+++ LISTED ENTRIES
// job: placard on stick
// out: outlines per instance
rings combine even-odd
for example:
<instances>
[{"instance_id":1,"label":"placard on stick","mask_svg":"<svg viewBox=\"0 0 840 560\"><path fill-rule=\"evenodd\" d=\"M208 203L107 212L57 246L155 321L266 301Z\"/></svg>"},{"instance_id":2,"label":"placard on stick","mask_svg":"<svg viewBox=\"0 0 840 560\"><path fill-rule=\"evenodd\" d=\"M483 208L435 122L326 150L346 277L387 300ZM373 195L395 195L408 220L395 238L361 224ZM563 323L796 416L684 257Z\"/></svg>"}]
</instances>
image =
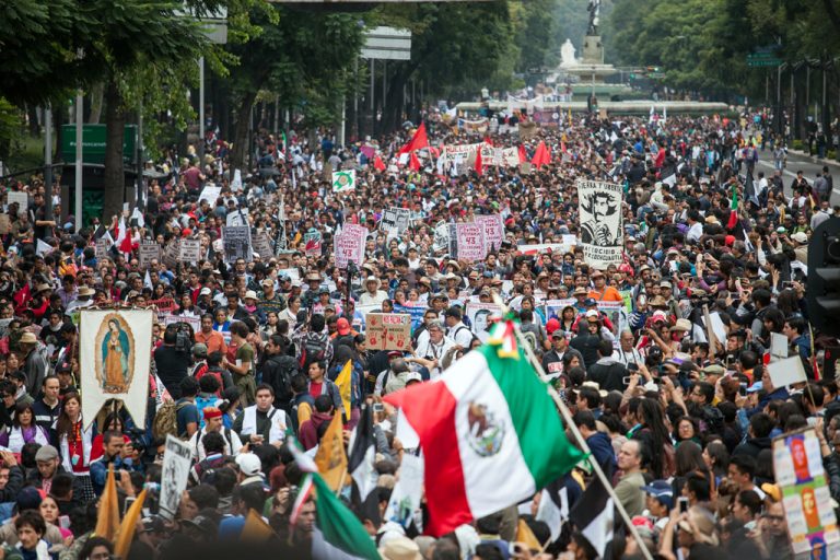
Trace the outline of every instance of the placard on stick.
++++++
YOUR OBJECTIVE: Please copy every line of the entries above word for word, leaving out the pictures.

FULL OUTPUT:
// job: placard on stick
// out: outlines per instance
rings combine even-odd
for example:
<instances>
[{"instance_id":1,"label":"placard on stick","mask_svg":"<svg viewBox=\"0 0 840 560\"><path fill-rule=\"evenodd\" d=\"M208 203L107 212L57 246L155 321L266 301Z\"/></svg>"},{"instance_id":2,"label":"placard on stick","mask_svg":"<svg viewBox=\"0 0 840 560\"><path fill-rule=\"evenodd\" d=\"M483 208L435 122L326 150L346 277L387 300ZM373 195L395 195L408 220L395 238L361 224ZM563 323L796 416L684 257Z\"/></svg>"}]
</instances>
image =
Trace the outline of every instance of the placard on stick.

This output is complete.